◆ What you will do:
a: In the forum thread, why do the reads in the region have low MQ and BQ scores, according to Megana?
b: Retype the forum thread between "Can you upload" and "need something else.", inclusive.

Because the reads are not present in the bamout file, the region is not being called as an active region. Have you checked the mapping qualities of the reads in the region, as well as the base qualities around the site? Active regions may not be triggered because of low quality scores.

I hope these help!

-Sheila

Hi again,

Can you upload a snippet of the region so we can replicate the issue? Instruction on how to do so are here: http://gatkforums.broadinstitute.org/discussion/1894/how-do-i-submit-a-detailed-bug-report

Thanks, Sheila

• FrancePosts: 13Member

Hi Sheila,

Sorry for the slow response. Thanks for the links. Indeed, the reads in the region have low MQ scores and BQ scores because it is highly repetitive and also polymorphic. I was just curious why UG called it but not HC, but that may have to also do with the specific command line used by the sequencing centre. I have uploaded the snippet file of the bam onto the ftp (prasad.snippet.bam) and the corresponding index file. Please do let me know if you need something else.

Thanks, Megana

Hi Megana,

I just submitted a bug report. I am not sure when this will be fixed, but thank you for sharing this! We are looking for test cases that are verified variants that are not picked up by Haplotype Caller.

I will keep you updated on the status.

◆ The data:
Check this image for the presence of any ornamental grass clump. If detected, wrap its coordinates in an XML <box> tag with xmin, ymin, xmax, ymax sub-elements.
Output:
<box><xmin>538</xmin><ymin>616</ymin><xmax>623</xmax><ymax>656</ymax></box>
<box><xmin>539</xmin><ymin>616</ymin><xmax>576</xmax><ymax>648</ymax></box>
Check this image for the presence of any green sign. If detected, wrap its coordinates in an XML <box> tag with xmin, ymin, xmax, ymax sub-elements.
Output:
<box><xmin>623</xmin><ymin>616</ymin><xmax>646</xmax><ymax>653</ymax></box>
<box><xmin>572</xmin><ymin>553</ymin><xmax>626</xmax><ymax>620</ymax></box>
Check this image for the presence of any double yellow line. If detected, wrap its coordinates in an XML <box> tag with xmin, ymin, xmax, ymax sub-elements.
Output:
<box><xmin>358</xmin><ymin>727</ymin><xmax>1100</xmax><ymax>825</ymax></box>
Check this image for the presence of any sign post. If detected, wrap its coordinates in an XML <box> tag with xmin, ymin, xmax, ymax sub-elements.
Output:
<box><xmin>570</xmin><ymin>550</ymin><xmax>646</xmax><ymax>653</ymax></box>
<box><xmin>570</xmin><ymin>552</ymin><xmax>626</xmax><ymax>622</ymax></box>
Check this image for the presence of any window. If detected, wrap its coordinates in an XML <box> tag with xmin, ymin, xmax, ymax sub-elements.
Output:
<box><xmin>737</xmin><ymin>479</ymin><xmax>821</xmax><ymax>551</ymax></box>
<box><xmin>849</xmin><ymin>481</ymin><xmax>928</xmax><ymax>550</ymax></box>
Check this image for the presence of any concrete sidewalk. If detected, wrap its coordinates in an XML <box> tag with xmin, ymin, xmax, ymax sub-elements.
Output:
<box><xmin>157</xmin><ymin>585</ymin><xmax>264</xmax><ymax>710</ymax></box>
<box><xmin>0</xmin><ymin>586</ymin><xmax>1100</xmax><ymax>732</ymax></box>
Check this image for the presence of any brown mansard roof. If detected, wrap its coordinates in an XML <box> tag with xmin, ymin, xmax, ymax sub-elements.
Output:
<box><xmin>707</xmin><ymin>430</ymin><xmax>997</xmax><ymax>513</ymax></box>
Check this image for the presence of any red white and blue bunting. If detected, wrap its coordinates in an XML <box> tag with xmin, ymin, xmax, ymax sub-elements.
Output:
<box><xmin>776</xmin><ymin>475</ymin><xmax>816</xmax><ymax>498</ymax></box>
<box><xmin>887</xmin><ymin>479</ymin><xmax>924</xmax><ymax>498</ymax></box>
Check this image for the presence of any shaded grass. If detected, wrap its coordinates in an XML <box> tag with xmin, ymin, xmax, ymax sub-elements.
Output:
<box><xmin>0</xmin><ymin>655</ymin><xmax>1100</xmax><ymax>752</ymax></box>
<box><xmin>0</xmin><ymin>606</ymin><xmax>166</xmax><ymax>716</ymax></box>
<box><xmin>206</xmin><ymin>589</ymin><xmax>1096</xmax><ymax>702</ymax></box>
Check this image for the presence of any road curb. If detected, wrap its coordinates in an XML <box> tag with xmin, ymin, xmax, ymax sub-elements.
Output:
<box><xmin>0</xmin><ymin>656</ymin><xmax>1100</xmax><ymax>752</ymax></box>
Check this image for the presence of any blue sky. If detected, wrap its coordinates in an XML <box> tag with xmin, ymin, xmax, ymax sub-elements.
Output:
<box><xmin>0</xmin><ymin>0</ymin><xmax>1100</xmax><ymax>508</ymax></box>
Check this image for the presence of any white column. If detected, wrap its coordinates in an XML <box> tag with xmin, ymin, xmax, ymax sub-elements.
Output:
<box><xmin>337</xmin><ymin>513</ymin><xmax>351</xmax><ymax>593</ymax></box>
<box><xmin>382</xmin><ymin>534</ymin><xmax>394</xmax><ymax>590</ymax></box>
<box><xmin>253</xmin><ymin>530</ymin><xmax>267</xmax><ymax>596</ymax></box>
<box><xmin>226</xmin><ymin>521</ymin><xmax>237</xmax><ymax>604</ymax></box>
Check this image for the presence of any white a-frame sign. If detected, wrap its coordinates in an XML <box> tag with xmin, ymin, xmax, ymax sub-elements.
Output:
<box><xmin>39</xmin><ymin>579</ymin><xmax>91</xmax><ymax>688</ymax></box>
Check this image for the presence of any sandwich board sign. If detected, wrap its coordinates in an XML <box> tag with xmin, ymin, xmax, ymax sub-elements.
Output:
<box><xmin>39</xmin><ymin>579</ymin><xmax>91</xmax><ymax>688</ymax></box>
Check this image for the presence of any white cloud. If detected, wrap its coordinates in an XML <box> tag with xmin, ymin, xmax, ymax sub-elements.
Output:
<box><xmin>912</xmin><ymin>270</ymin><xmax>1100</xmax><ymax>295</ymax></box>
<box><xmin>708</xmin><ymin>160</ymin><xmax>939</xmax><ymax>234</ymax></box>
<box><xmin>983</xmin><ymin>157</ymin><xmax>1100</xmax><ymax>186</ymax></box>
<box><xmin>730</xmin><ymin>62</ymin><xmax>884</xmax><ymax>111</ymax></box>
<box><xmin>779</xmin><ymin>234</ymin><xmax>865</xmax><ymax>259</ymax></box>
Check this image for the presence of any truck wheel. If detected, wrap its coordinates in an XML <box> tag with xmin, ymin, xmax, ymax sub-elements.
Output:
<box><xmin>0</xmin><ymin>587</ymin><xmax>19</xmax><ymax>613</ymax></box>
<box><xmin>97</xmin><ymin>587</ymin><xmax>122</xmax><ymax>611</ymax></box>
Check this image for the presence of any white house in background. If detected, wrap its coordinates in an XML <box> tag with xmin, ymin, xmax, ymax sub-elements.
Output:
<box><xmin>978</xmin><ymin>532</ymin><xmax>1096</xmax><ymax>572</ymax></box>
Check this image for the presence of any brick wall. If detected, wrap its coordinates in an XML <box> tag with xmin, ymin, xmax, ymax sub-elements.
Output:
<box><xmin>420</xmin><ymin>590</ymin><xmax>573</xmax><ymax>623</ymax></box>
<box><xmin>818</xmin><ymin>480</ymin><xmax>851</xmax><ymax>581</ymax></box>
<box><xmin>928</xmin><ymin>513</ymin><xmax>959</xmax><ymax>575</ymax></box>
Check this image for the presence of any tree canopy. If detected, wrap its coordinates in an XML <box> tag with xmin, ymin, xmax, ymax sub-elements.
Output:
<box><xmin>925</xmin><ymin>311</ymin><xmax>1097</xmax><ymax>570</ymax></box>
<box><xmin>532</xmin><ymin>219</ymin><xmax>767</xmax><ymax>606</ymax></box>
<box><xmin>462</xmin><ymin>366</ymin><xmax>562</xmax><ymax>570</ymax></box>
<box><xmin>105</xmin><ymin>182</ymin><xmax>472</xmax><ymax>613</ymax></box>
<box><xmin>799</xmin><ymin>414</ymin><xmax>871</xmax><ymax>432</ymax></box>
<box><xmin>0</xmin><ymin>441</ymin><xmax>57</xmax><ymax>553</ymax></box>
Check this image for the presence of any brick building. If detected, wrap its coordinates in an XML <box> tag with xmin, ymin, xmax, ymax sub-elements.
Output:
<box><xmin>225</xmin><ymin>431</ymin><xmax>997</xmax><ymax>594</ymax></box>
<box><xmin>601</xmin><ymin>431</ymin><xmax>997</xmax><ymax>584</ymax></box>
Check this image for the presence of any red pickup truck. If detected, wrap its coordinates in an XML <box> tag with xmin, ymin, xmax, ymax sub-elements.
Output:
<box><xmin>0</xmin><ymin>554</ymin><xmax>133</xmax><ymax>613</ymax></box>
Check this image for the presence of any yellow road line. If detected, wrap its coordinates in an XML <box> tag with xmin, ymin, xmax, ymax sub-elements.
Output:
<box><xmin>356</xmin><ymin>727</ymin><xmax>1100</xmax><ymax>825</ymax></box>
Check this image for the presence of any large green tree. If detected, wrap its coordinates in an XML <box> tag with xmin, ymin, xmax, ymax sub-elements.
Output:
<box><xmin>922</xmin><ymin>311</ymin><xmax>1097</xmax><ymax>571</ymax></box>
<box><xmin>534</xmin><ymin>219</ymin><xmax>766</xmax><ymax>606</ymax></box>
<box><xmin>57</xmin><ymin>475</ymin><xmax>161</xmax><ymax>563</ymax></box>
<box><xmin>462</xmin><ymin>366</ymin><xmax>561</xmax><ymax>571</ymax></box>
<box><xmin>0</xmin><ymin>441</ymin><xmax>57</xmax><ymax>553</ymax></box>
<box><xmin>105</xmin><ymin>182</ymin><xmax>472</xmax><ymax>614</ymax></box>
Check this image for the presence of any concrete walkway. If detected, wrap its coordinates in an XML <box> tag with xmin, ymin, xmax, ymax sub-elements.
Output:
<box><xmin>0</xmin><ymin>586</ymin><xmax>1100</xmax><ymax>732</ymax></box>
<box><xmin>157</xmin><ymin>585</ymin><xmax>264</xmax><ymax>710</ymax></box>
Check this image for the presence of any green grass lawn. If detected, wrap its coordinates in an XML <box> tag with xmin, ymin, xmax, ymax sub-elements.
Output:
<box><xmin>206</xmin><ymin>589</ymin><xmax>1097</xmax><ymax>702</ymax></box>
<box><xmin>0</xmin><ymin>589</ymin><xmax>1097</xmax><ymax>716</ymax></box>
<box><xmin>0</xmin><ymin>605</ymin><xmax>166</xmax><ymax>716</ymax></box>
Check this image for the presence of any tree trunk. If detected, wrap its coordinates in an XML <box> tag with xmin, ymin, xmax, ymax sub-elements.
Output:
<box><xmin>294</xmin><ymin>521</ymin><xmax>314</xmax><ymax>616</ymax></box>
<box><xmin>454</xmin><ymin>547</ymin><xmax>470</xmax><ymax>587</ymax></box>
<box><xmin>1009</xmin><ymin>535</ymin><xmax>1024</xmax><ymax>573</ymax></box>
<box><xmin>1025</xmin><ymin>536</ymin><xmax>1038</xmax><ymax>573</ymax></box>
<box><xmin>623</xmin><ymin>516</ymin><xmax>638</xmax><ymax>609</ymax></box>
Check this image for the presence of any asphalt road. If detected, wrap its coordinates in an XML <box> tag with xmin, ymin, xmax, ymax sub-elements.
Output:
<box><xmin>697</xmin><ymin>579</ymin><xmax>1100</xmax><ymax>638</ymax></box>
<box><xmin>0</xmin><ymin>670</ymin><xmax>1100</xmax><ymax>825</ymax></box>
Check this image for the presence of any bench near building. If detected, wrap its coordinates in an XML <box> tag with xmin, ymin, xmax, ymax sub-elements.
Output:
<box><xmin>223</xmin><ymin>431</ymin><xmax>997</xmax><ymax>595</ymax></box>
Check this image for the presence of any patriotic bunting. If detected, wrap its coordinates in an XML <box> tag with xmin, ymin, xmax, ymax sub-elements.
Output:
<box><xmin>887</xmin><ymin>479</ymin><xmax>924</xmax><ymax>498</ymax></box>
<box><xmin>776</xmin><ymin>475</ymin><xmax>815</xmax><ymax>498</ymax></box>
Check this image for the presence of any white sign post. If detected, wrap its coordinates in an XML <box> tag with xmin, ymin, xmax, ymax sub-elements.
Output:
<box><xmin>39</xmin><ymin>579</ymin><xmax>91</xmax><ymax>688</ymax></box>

◆ Solutions to the problems:
a: Because the region is highly repetitive and also polymorphic.

b:
Can you upload a snippet of the region so we can replicate the issue? Instruction on how to do so are here: http://gatkforums.broadinstitute.org/discussion/1894/how-do-i-submit-a-detailed-bug-report

Thanks, Sheila

• FrancePosts: 13Member

Hi Sheila,

Sorry for the slow response. Thanks for the links. Indeed, the reads in the region have low MQ scores and BQ scores because it is highly repetitive and also polymorphic. I was just curious why UG called it but not HC, but that may have to also do with the specific command line used by the sequencing centre. I have uploaded the snippet file of the bam onto the ftp (prasad.snippet.bam) and the corresponding index file. Please do let me know if you need something else.